Instructions for the task.
Pick up the passage on low level radioactive waste after its last sentence and carry it forward.

Study text.
[Start of section]

GEOG 160
Mapping Our Changing World

9.2 Low Level Radioactive Waste


According to the U.S. Nuclear Regulatory Commission (2004), LLRW consists of discarded items that have become contaminated with radioactive material or have become radioactive through exposure to neutron radiation. Trash, protective clothing, and used laboratory glassware make up all but about 3 percent of LLRW. These "Class A" wastes remain hazardous for less than 100 years. "Class B" wastes, consisting of water purification filters and ion exchange resins used to clean contaminated water at nuclear power plants, remain hazardous for up to 300 years. "Class C" wastes, such as metal parts of decommissioned nuclear reactors, constitute less than 1 percent of all LLRW, but remain dangerous for up to 500 years.

The danger of exposure to LLRW varies widely according to the types and concentration of radioactive material contained in the waste. Low level waste containing some radioactive materials used in medical research, for example, is not particularly hazardous unless inhaled or consumed, and a person can stand near it without shielding. On the other hand, exposure to LLRW contaminated by processing water at a reactor can lead to death or an increased risk of cancer (U.S. Nuclear Regulatory Commission, n.d.).

[End of section]

Exercise data.
[Start of section]

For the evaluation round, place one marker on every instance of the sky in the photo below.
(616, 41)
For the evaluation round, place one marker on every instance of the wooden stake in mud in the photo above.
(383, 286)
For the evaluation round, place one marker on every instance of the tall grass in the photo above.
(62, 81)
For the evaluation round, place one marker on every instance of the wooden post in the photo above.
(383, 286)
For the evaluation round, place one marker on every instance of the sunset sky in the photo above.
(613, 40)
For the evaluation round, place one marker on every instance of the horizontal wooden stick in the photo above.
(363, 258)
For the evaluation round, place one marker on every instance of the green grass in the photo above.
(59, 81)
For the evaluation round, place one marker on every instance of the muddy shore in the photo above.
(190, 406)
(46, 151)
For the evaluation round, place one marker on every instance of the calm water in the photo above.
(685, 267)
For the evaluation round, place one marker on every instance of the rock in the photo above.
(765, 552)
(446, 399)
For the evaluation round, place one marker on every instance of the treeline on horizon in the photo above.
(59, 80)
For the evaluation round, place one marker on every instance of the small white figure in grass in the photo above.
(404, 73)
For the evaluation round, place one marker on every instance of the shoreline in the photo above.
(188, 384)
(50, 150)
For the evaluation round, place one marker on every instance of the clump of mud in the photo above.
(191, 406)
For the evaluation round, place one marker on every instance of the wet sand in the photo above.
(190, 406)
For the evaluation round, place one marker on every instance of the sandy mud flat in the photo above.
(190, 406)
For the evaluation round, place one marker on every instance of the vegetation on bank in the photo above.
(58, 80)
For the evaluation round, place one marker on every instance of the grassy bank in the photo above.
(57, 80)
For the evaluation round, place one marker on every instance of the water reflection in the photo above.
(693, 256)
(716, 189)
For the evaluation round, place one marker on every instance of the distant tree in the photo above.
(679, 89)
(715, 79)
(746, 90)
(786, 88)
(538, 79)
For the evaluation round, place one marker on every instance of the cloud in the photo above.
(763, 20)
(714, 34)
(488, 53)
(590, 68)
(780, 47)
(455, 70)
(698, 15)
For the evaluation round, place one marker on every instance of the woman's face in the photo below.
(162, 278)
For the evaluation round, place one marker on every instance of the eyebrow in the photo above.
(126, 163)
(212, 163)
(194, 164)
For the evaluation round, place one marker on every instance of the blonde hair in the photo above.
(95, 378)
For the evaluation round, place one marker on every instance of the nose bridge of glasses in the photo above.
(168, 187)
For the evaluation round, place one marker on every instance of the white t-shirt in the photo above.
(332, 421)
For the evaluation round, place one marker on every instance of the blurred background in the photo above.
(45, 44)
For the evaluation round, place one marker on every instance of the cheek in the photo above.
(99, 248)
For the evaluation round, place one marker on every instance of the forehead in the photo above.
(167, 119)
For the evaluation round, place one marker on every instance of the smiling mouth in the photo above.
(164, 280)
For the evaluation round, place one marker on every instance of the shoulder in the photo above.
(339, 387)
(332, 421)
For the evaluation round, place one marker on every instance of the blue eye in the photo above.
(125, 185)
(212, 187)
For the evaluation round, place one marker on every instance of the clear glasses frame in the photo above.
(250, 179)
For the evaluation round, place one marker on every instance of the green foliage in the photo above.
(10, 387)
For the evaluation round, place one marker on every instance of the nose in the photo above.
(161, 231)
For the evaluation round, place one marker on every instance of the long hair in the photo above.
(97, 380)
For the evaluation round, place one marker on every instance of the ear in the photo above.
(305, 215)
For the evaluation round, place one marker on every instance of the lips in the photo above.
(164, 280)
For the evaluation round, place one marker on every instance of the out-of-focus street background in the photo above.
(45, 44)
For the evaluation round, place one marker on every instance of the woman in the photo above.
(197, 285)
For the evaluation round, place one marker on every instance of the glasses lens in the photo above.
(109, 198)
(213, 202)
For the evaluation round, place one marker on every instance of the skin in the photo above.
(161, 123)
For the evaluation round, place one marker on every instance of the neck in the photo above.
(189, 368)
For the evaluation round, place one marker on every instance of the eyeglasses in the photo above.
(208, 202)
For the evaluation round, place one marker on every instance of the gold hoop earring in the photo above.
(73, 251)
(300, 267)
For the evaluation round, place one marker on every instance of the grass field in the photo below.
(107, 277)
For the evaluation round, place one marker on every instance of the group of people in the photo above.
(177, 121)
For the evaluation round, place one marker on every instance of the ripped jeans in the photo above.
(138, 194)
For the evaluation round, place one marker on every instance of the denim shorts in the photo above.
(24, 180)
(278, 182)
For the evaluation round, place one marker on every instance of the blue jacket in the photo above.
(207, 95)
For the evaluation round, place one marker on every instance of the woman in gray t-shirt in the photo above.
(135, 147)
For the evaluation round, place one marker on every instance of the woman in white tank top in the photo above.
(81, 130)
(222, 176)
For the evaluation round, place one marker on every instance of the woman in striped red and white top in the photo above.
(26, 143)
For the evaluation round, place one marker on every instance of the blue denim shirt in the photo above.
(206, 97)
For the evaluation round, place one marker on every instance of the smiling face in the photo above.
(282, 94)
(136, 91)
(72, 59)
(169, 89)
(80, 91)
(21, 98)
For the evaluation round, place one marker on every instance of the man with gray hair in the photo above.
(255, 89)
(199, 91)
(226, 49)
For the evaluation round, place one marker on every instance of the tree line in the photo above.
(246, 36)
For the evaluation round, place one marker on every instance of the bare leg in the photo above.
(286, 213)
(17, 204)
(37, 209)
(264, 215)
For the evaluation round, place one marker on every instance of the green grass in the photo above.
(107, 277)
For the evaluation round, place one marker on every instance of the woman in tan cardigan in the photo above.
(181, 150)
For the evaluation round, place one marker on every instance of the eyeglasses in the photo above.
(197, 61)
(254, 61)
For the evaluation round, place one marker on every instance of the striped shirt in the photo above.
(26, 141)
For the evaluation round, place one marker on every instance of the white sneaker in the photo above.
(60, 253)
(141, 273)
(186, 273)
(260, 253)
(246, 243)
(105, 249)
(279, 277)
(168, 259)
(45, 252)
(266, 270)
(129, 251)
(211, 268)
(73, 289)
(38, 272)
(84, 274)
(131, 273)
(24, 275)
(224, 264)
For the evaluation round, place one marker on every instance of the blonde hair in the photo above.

[End of section]

Exercise output.
Production trends and destinations of low level radioactive waste.
Figure 9.1. Production trends and destinations of low level radioactive waste. (Click here for Figure 9.1 text description.)
Credit: U.S. Nuclear Regulatory Commission, 2005.

Hundreds of nuclear facilities across the country produce LLRW, but only a very few disposal sites are currently willing to store it. As of 2012, only three sites are licensed to accept LLWR (Locations of Low-Level Waste Disposal Facilities). Disposal facilities at Clive, UT; Barnwell, SC; and Richland, WA accepted over 4,000,000 cubic feet of LLRW in both 2005 and 2006, up from 1,419,000 cubic feet in 1998. By 2008, the volume had dropped to just over 2,000,000 cubic feet (U.S. Nuclear Regulatory Commisssion, 2011a). Sources include nuclear reactors, industrial users, government sources (other than nuclear weapons sites), and academic and medical facilities. (We have a small nuclear reactor here at Penn State that is used by students in graduate and undergraduate nuclear engineering classes. It is the longest operating research reactor in the country, in operation since August, 1955.)